Task to carry out
Update the lines below by putting "is required" wherever "would be ideal" occurs. Leave everything else unchanged.

= = = = =

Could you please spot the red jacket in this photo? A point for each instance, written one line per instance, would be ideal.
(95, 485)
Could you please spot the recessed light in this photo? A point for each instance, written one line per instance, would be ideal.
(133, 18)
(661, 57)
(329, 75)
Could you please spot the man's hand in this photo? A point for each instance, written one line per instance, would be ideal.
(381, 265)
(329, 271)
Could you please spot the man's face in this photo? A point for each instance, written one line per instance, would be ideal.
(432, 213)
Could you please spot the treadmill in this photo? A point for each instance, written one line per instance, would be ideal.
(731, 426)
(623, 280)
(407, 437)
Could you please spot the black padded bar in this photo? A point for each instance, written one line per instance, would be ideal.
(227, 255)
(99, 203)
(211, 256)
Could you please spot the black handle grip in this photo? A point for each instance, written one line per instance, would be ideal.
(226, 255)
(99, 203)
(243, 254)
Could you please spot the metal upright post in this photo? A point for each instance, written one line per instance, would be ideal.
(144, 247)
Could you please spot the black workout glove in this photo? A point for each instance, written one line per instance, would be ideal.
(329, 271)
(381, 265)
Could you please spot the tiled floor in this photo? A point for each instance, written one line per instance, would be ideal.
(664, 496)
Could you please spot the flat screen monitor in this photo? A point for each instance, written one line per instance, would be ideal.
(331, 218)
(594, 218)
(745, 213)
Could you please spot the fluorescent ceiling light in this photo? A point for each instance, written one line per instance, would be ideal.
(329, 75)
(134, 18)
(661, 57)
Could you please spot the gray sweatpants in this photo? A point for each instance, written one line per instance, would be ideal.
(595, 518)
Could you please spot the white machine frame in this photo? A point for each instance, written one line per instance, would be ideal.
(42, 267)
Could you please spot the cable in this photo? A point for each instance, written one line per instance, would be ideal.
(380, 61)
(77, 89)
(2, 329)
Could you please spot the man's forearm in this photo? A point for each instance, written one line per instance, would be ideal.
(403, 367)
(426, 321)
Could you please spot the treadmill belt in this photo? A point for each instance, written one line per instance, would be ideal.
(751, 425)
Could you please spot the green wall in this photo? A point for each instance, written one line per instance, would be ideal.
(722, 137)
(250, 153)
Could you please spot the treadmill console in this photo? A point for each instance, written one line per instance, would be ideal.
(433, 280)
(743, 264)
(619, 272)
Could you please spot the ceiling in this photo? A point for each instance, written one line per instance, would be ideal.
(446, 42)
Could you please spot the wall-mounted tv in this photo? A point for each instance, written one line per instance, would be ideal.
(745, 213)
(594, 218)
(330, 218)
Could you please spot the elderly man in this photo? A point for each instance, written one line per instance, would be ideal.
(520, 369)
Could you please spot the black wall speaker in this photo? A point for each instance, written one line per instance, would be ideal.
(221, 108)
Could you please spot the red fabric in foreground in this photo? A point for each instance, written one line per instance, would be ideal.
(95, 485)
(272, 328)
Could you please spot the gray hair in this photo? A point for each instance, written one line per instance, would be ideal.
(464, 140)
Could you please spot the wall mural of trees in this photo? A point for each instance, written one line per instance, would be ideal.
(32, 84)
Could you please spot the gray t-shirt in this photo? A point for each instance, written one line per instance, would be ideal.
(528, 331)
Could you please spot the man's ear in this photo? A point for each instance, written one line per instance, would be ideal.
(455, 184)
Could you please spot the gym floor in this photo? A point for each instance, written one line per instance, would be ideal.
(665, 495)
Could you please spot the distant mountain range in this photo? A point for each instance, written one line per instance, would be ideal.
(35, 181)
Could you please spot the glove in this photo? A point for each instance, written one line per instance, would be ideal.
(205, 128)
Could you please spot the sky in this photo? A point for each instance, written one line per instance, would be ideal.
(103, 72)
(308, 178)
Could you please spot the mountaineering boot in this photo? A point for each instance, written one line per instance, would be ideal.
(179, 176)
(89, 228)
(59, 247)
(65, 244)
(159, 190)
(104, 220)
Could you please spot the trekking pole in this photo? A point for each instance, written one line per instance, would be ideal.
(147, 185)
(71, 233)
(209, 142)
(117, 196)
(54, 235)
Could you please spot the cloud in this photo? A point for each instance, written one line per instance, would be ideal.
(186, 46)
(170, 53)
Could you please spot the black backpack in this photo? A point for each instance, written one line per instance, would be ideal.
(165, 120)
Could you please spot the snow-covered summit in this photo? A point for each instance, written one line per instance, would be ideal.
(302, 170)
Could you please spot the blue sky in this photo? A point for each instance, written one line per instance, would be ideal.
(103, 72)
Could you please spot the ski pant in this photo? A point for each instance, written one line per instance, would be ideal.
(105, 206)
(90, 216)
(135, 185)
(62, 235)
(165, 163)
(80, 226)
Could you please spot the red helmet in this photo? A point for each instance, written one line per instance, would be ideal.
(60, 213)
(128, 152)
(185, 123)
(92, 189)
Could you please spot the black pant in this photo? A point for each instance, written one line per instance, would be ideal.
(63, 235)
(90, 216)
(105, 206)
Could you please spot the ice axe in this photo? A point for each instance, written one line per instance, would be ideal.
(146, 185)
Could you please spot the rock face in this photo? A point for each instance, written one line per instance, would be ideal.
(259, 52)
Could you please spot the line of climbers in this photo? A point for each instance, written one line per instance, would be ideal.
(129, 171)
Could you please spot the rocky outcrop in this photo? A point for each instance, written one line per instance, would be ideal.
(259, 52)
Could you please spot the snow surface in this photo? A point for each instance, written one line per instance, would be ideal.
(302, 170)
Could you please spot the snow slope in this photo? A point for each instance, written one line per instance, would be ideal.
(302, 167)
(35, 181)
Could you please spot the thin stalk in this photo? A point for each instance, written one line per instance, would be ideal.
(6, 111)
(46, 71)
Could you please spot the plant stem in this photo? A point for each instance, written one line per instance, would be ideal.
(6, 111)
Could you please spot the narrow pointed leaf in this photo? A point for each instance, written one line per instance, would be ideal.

= = = = =

Reply
Could you please spot the red jacket in this photo? A point for each instance, written one line per instance, is required.
(95, 485)
Could you please spot the recessed light in this photo? A point for each instance, written one line per instance, is required.
(133, 18)
(661, 57)
(329, 75)
Could you please spot the man's hand in this photo? A point for each instance, written one line per instance, is required.
(381, 265)
(329, 271)
Could you please spot the man's face in this photo? A point for each instance, written one line per instance, is required.
(432, 213)
Could you please spot the treadmill in this photo? A point for each instance, written one line per instance, is required.
(731, 426)
(623, 280)
(407, 437)
Could you please spot the black padded bar in this photo? A point for each instance, written one line per instance, is required.
(227, 255)
(99, 203)
(211, 256)
Could you please spot the black handle grip in this photo? A point for each instance, written one line per instance, is required.
(226, 255)
(99, 203)
(243, 254)
Could you please spot the metal upright post in this photo? A point for each instance, written one line per instance, is required.
(144, 247)
Could you please spot the black workout glove in this photo? A point for each instance, written one line per instance, is required.
(329, 271)
(381, 265)
Could you please spot the tiled floor in this photo? A point for each instance, written one line per instance, is required.
(664, 496)
Could you please spot the flat screen monitor in this photo? A point for each instance, written one line per instance, is required.
(331, 218)
(594, 218)
(745, 213)
Could you please spot the fluorescent ceiling light in this photo? A point for each instance, written one line per instance, is required.
(329, 75)
(134, 18)
(661, 57)
Could you please spot the gray sweatpants in this photo? A point for each instance, written one line per instance, is required.
(595, 518)
Could you please spot the white machine frame in this photo? A point for each instance, written one line per instance, is required.
(42, 267)
Could you please spot the cable in this photo? A point for each instance, written one line per instance, is required.
(380, 61)
(77, 89)
(2, 329)
Could you please spot the man's forearm in this photo? A point for each instance, written one line per instance, is required.
(403, 367)
(426, 321)
Could you please spot the treadmill belt in this photo? A point for each instance, written one line per instance, is required.
(751, 425)
Could you please spot the green wall in this photo? A point for each instance, written one line per instance, is required.
(722, 137)
(250, 153)
Could you please spot the treadmill console in this photo? A point for each instance, written one line per instance, is required.
(433, 280)
(743, 264)
(619, 272)
Could you please spot the ceiling in this photo? A point for each instance, written one line per instance, is required.
(446, 42)
Could you please spot the wall-mounted tv in this photo? A point for each instance, written one line per instance, is required.
(745, 213)
(594, 218)
(330, 218)
Could you please spot the elderly man in this photo? A point for each instance, written one line per instance, is required.
(520, 369)
Could you please spot the black wall speaker in this photo? A point for each instance, written one line per instance, is required.
(221, 108)
Could you please spot the red fabric in foreground in this photo? A point for each instance, written one line per instance, is required.
(95, 485)
(272, 328)
Could you please spot the gray hair in this photo? A point for each instance, written one line per instance, is required.
(464, 140)
Could you please spot the wall mural of trees in this photo? A point for each instance, written one line per instance, is required.
(32, 84)
Could you please spot the gray t-shirt in this photo? A point for each instance, written one line per instance, is required.
(528, 331)
Could you please spot the man's ear in this photo? A point for each instance, written one line per instance, is required.
(455, 184)
Could you please spot the gym floor in this photo? A point for each instance, written one line per instance, is required.
(665, 495)
Could you please spot the distant mountain range in this photo? A point for each instance, written one line per instance, is required.
(35, 181)
Could you please spot the glove in this photo? A point for each instance, written one line per instance, is required.
(205, 128)
Could you please spot the sky in this photo? A point for each instance, written one line per instance, is required.
(103, 72)
(308, 178)
Could you please spot the mountaineering boot in this photo? A point for each instance, written one line per instance, is required.
(179, 176)
(89, 228)
(59, 247)
(65, 244)
(159, 190)
(104, 220)
Could you please spot the trekking pole in this photo? A point for each instance, written one line per instance, is required.
(147, 185)
(71, 233)
(209, 142)
(117, 196)
(54, 235)
Could you please spot the cloud in this photo? A point for each instance, written one line per instance, is required.
(186, 46)
(170, 53)
Could you please spot the black backpack in this photo? A point for each instance, written one line per instance, is required.
(165, 120)
Could you please spot the snow-covered summit in this photo? A point for each instance, written one line per instance, is required.
(302, 170)
Could you please spot the blue sky in this photo? A point for each instance, written one line per instance, is required.
(103, 72)
Could you please spot the ski pant in this photo? A point for each instance, written one line per instance, is required.
(105, 206)
(90, 216)
(135, 185)
(62, 235)
(165, 163)
(80, 226)
Could you please spot the red helmet in this photo? A point for each instance, written one line per instance, is required.
(60, 213)
(128, 152)
(185, 123)
(92, 189)
Could you please spot the black pant in this photo? A point for each instance, written one line per instance, is required.
(63, 235)
(90, 216)
(105, 206)
Could you please spot the ice axe in this photo? A point for each instance, written one line per instance, is required.
(146, 185)
Could you please spot the rock face in this photo? A point for each instance, written one line per instance, is required.
(259, 52)
Could you please spot the line of climbers in this photo? A point for each instance, written one line per instance, is required.
(129, 171)
Could you please spot the rocky outcrop in this photo? A point for each instance, written one line per instance, is required.
(259, 52)
Could you please spot the snow surface in this photo? A point for each instance, written one line per instance, is required.
(302, 170)
Could you please spot the snow slope in this photo? A point for each instance, written one line per instance, is required.
(302, 167)
(35, 181)
Could you please spot the thin stalk in this photo? A point for each instance, written one line per instance, is required.
(6, 111)
(46, 71)
Could you please spot the plant stem in this photo? A point for each instance, written one line per instance, is required.
(6, 111)
Could you please spot the narrow pointed leaf in this photo? A point for each instance, written one line per instance, is required.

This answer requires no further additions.